9 мая 1836 года, через каких-нибудь двадцать дней после премьеры "Ревизора", Неверов писал из Петербурга М. Бакунину: "В литературе только замечательно, что все здесь в восторге от Гоголева "Ревизора", но он мне вовсе не нравится… Ни одна плоскость, ни один фарс у меня не вызовут улыбки: мне скучно и я зеваю… Но я боюсь говорить об этом, потому что мне уже досталось выдержать много разных споров и в том числе с почтеннейшим Тимофеем Николаевичем. Как я люблю "Тараса Бульбу", "Вечера на хуторе…" и другие произведения Гоголя, столь же мне противно читать "Невский проспект", "Ревизора" и подобные пошлости в писателе, обладающем сильным талантом".
"Почтеннейший Тимофей Николаевич", который возражал Неверову, – это Грановский, недавно сблизившийся со Станкевичем и его друзьями. Грановский, проживая в Петербурге, дружил с Неверовым, что не мешало ему вести с ним жаркие эстетические споры по поводу премьеры "Ревизора".
Через многие мили столь же страстно вел спор за Гоголя и другой член кружка – Константин Аксаков. В мае 1836 года он писал М. Г. Карташевской из Москвы в Петербург: "Я уже читал "Ревизора", читал раза четыре и потому говорю, что те, кто называет эту пьесу грубою и плоскою, не поняли ее… Гоголь истинный поэт… Если он смеется над жизнью, над нелепостями, которые в ней встречает, то поверьте, что в это время на сердце у него тяжело, и он, смеясь над людьми, любит их и огорчается их недостатками".
Позднее П. Анненков с полным основанием писал в своей книге о Станкевиче: "Станкевич и весь круг его поняли с первого раза смех, производимый созданиями Гоголя, весьма сериозно, почти так, как понимал его впоследствии сам автор".
Но еще до появления "Ревизора" членам кружка – москвичам – удалось лично встретиться с Гоголем, хотя встречи были беглыми, недолгими.

(ДАННЫЕ)

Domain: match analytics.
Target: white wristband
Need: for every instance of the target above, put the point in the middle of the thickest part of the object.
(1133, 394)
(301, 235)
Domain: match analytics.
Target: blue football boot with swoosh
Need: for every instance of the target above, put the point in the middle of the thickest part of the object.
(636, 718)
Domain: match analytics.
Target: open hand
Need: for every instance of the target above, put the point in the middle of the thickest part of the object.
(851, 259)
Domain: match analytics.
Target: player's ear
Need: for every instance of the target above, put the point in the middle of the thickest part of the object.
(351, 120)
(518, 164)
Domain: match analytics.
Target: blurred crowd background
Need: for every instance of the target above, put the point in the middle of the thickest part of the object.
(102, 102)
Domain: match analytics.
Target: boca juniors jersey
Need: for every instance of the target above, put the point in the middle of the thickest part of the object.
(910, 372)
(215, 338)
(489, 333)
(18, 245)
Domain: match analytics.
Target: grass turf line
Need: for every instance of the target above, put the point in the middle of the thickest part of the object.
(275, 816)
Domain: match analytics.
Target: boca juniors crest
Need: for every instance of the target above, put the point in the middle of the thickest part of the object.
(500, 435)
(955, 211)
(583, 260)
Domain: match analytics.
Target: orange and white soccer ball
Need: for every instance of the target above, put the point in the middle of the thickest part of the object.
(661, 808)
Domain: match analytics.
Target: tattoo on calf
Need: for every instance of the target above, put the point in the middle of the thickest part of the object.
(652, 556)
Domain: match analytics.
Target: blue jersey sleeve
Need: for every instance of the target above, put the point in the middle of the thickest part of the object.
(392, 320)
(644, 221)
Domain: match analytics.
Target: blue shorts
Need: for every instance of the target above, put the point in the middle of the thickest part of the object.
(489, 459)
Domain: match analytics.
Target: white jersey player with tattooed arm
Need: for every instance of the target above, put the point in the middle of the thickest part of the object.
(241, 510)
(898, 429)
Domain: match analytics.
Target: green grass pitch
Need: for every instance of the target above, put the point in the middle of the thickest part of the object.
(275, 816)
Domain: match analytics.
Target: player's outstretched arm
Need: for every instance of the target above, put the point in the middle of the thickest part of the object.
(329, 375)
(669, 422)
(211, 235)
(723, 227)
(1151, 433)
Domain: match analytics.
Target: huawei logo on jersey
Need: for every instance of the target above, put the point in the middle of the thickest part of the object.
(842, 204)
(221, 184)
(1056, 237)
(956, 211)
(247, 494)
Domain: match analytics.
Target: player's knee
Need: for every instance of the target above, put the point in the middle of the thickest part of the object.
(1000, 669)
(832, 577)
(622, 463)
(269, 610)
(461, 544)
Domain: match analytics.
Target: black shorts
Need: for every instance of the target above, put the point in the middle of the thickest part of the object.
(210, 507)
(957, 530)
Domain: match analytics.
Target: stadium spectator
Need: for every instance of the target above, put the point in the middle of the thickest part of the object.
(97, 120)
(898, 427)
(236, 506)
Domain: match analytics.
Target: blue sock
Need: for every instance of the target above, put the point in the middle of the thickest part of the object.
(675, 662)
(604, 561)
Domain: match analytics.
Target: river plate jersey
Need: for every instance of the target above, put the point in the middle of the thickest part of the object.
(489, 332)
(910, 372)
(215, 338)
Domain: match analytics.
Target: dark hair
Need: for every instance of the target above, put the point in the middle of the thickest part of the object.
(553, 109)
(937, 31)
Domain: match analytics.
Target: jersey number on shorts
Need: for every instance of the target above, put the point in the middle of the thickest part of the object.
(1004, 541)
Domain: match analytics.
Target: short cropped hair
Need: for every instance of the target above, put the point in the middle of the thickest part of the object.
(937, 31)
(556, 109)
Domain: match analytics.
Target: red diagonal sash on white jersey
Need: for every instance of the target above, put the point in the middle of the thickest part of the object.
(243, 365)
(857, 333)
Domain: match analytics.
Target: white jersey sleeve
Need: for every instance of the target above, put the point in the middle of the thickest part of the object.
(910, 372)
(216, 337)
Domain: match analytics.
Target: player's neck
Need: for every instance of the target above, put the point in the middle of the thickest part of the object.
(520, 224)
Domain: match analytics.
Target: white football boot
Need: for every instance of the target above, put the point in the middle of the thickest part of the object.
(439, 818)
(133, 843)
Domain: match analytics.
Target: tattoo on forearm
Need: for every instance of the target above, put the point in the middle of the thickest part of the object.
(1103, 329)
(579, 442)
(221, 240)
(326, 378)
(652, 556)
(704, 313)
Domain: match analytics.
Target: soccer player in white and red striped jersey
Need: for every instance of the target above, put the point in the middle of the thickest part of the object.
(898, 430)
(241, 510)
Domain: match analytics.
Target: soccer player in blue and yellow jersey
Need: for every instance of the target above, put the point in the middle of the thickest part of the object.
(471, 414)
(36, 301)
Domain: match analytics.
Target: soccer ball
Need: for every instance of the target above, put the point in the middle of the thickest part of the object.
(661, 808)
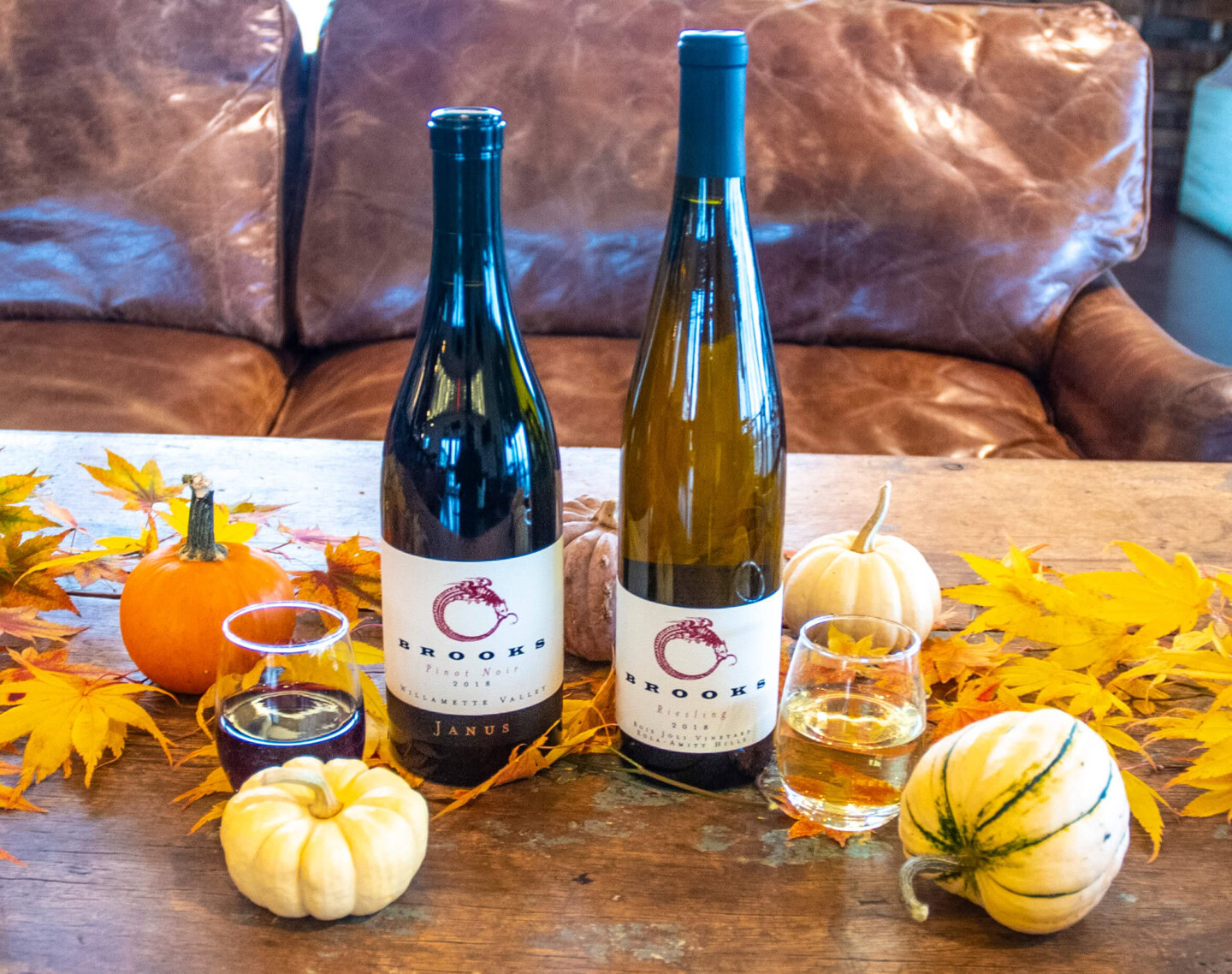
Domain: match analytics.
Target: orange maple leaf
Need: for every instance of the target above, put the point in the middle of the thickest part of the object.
(19, 585)
(582, 725)
(943, 660)
(22, 624)
(317, 537)
(976, 699)
(53, 661)
(260, 514)
(139, 490)
(64, 713)
(352, 579)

(УСЛОВИЕ ЗАДАНИЯ 1)
Сколько раз, по его собственным словам в письме М. Г. Карташевской, Константин Аксаков прочитал «Ревизора», согласно исходному тексту?
(УСЛОВИЕ ЗАДАНИЯ 2)
Выпишите из исходного текста фрагмент, начиная со слов «Позднее П. Анненков» и продолжая до слов «были беглыми, недолгими.» включительно.

(ПОЛНОЕ РЕШЕНИЕ 1)
Раза четыре.

(ПОЛНОЕ РЕШЕНИЕ 2)
Позднее П. Анненков с полным основанием писал в своей книге о Станкевиче: "Станкевич и весь круг его поняли с первого раза смех, производимый созданиями Гоголя, весьма сериозно, почти так, как понимал его впоследствии сам автор".
Но еще до появления "Ревизора" членам кружка – москвичам – удалось лично встретиться с Гоголем, хотя встречи были беглыми, недолгими.